■ PROVIDED TEXT:
--- START ---

Разработка, производство и продажа медицинской диагностической аппаратуры

AFIB-detector

The main challenge in atrial fibrillation (AFIB) diagnosis is need in long-term monitoring due to its often-fleeting nature. Holter monitoring (HM) with 3 or 12 leads during 1 to 7 days is now the most available and cheapest test for AFIB patients. In this research the authors have focused on the development of machine learning-based AFIB-detection algorithm for HM ECG analysis software. Universality and robustness that the under-development algorithm should possess will also allow to use it in personal healthcare devices, such as smart watches.

The idea of using the machine learning-based approach for AFIB-detection comes from its specific pattern (Figure 1). AFIB is indicated by the absence of consistent P-waves, due to the chaotic atrial depolarization. Ventricular contractions are also irregular and RR intervals vary from beat to beat. Moreover, there are low-amplitude waves on the baseline between QRS-complexes (“f” waves) which replace P-waves.

Figure 1. AFIB pattern: ECG with normal sinus rhythm – on the top, ECG with atrial fibrillation (AFIB) – on the bottom.

The research is aimed to define, implement, and evaluate algorithms that provide time-efficient and precise detection of atrial fibrillation in ECG records. To achieve this goal the following tasks are accomplished (shown in Figure 2).

Figure 2. Tasks solved in the research

In the beginning, review of state-of-the-art approaches for arrhythmia classification is carried out. The recommendations on development are analysed and the best practices are considered for further algorithm implementation. After that, the authors collect and preprocess dataset for solving the problem. Once the data is aggregated, feature engineering and exploratory data analysis are conducted. The selected dataset is used for research and development of several machine learning algorithms. To define the best model, the authors evaluate the performance of the developed algorithms. Finally, strategies for deployment of the most appropriate algorithm into Holter monitoring software are proposed.

Trained and selected ML and DL models are evaluated in terms of accuracy and time-efficiency. To assess these characteristics, validation set is used. It contains 12,983 segments with normal sinus rhythm and 8841 segments with atrial fibrillation, which in total is 24 hours of ECG record. The authors use Google Colaboratory platform to unify the evaluation environment. All the validation procedures are carried out on Intel Xeon CPU 2.20GHz. The results of performance evaluation are represented in Table 1.

Table 1. Performance evaluation of selected models.

Random forest and feature-based FCN models are the most time-efficient: they process 24 hours of record less than in two seconds. Moreover, random forest provides significant accuracy (which is comparable with combined FCN): only CNN models exceed that value. The CNN-based models have the highest accuracy characteristics: more than 95%. Considering the evaluation results along with accuracy and performance requirements, the signal-based and combined CNNs with global average pooling are chosen as the most appropriate models for further deployment in Holter monitor analysis software. Their confusion matrices are represented in Table 2 and 3, respectively.

--- END ---

(Dataset entries)

--- START ---

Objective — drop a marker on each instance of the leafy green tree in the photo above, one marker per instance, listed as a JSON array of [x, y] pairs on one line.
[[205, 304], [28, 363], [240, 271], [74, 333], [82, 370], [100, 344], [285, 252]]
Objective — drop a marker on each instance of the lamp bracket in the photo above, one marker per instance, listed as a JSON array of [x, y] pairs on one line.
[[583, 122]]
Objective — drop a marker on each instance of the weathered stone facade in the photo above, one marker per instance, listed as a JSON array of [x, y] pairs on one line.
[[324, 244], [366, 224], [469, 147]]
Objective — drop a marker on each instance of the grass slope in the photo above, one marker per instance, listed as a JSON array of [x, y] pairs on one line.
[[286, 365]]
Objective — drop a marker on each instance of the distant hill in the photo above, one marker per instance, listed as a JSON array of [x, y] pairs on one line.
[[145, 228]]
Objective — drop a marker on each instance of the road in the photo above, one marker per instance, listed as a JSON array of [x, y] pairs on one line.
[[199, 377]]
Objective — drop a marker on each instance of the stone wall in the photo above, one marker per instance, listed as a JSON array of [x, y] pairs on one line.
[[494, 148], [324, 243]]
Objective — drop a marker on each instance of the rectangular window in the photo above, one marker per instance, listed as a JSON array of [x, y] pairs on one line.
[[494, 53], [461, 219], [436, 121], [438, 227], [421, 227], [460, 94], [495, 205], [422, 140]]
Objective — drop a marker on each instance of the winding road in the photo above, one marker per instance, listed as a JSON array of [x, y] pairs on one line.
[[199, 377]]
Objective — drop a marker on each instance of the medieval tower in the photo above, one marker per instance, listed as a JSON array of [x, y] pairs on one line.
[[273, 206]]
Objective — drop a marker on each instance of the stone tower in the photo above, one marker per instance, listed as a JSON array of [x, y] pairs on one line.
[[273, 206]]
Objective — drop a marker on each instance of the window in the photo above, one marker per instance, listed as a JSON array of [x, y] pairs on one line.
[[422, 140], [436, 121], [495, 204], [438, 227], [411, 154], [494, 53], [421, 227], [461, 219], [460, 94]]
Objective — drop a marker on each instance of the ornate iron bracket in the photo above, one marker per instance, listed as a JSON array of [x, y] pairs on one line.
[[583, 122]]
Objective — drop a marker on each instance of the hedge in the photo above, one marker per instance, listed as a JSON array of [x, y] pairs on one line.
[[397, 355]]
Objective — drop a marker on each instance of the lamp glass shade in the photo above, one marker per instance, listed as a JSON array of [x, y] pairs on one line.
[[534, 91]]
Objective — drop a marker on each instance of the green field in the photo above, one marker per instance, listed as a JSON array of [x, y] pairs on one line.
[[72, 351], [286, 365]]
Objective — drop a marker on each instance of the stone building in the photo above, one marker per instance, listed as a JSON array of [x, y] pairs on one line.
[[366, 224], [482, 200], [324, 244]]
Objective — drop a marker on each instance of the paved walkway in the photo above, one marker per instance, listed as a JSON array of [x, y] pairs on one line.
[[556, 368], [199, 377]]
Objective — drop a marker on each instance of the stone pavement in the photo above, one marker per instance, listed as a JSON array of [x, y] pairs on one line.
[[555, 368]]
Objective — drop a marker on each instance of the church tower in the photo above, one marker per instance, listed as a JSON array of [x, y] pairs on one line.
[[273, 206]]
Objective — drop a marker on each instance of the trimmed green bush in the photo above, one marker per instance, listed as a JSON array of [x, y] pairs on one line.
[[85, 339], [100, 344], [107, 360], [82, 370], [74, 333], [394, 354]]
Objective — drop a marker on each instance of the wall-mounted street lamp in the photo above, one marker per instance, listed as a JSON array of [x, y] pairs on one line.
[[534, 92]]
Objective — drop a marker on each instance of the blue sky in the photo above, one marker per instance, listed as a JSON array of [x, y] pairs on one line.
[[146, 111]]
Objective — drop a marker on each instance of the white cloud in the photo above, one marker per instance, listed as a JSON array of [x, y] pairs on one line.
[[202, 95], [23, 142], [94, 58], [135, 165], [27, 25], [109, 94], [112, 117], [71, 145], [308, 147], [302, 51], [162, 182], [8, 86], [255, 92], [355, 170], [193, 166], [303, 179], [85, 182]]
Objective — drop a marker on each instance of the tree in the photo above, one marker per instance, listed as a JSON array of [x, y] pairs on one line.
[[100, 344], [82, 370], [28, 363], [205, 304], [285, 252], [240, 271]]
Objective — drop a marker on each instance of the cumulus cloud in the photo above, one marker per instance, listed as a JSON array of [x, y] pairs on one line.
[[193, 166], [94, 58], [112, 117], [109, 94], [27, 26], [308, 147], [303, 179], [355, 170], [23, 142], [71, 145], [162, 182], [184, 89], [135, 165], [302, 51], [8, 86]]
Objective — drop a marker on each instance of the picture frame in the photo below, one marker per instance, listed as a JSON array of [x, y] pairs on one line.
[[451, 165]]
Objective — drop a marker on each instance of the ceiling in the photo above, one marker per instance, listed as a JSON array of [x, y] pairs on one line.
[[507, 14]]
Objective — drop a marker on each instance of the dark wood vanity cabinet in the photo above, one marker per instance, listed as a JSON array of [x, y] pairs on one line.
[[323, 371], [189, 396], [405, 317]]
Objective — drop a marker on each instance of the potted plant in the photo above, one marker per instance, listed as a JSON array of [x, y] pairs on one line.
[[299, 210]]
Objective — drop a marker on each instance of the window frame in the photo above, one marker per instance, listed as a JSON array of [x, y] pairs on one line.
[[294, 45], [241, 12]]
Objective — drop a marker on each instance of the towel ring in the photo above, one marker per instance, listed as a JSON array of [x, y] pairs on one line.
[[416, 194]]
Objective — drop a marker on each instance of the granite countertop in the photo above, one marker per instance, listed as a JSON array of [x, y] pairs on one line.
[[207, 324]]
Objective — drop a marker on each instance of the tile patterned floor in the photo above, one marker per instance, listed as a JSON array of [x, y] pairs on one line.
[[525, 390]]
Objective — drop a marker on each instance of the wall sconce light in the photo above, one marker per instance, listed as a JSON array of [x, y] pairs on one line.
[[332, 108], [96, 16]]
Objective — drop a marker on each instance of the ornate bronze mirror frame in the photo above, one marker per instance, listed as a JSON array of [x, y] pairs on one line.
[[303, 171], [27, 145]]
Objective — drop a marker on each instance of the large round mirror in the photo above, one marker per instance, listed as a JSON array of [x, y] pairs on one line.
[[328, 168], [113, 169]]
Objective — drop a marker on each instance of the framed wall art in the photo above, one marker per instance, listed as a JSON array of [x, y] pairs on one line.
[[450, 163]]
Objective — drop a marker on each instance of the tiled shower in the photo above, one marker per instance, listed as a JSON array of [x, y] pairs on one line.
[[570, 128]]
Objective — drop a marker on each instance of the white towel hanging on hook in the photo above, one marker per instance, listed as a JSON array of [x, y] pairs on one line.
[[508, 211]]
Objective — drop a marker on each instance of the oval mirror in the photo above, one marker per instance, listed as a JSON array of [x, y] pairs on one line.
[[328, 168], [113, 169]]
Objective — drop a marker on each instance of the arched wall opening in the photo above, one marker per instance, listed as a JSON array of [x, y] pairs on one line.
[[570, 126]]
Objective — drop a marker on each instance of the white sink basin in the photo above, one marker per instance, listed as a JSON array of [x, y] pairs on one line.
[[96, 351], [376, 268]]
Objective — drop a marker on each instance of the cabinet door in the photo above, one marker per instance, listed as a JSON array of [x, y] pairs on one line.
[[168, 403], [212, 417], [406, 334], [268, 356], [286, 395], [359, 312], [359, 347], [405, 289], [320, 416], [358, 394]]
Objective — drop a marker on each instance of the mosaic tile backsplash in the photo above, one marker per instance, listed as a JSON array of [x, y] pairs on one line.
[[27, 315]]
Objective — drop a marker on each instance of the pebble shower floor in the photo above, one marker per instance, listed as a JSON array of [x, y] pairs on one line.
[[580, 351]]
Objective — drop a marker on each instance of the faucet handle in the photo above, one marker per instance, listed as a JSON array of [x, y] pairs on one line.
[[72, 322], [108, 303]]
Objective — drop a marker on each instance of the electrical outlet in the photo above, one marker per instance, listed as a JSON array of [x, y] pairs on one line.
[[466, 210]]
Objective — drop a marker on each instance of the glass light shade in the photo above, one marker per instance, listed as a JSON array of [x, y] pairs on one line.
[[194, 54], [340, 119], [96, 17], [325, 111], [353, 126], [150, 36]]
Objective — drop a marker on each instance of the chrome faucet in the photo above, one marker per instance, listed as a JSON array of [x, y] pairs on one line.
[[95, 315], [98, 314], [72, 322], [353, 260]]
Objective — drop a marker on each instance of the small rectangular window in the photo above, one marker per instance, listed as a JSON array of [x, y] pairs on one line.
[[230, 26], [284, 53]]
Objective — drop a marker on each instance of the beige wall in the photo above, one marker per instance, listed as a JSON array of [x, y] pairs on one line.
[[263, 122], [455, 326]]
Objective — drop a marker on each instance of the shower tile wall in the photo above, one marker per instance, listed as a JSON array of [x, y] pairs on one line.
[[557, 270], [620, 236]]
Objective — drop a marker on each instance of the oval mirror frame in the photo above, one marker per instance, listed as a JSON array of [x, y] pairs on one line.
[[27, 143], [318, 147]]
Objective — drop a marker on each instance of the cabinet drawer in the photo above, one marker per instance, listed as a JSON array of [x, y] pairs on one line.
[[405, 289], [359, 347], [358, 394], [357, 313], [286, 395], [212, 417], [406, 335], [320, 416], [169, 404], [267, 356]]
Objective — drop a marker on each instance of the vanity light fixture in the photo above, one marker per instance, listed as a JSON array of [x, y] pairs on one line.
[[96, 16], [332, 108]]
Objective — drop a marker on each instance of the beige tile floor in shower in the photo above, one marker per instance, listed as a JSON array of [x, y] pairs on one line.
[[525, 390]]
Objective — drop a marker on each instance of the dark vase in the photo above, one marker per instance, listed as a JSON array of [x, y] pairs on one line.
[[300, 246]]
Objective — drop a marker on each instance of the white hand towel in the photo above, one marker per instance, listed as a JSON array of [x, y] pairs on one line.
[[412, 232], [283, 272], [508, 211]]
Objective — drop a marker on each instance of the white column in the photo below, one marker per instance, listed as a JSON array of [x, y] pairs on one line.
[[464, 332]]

--- END ---

■ WHAT YOU NEED TO DO: Continue the write-up on the AFIB-detection algorithm, picking up right after its final sentence.

■ EXERCISE RESPONSE:
Table 2. Confusion matrix for signal-based CNN with GAP

Table 3. Confusion matrix for combined CNN with GAP

The developed model needs to be deployed in the Holter monitor analysis software. To accomplish this task, the authors have developed atrial fibrillation pipeline shown in Figure 3. At first, signal is split into 1000-sample segments. Then the segments form batch. If needed, the time-domain feature extraction is performed, and the resulting batch is given to the CNN classifier. The model produces a batch of annotations in accordance with input segments batch. Finally, the annotation is converted back to the sequence and pathological segments are located.

Figure 3. Atrial fibrillation detection pipeline

Previously developed conversion approach is suitable for CNN architectures. It is based on the idea of automatic selection of the fastest parallel processing extension supported by the specific CPU, including floating point unit (FPU), streaming SIMD extension (SSE), and advanced vector extensions (AVX).

It has been shown that the most time efficient extension, AVX, can give 9 times inference gain. Thus, expected processing time will be less than 1 second. Moreover, using only FPU extension will make it possible to prevent exceeding the upper limit (10 seconds).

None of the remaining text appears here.